**Text shown**:
■ ■ ■ ■
‘The year of the vote against’
In a swing district, voters say they’ve had it with this election
Rick Kemp sits back on a bench on his porch in an east Lakewood neighborhood. At 65, his health is better than it was a few years ago. Although he’s down to one leg, the result of an on-the job-accident, he says he gets around pretty well.
It’s a warm fall afternoon in this suburb on Denver’s western border.
Kemp, now retired, has lived in Lakewood before there was a Lakewood – it was founded in 1969 – and this part of the city includes its oldest neighborhoods. Horse farms and larger properties with rural features dot the area. Kemp says he’s lived here most of his life, save for a couple of years when his job sent him to Phoenix and then a little time in Wheat Ridge.
It’s been pretty quiet in the neighborhood politically, except for the mailers, Kemp said.
■ ■ ■ ■
**Material**:
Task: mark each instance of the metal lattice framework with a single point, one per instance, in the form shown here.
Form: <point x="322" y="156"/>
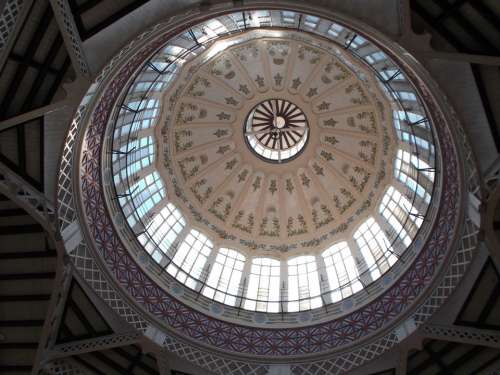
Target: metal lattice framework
<point x="90" y="270"/>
■ ■ ■ ■
**What the task requires**:
In the article about Lakewood voters, in what year was Lakewood founded?

**Result of the task**:
1969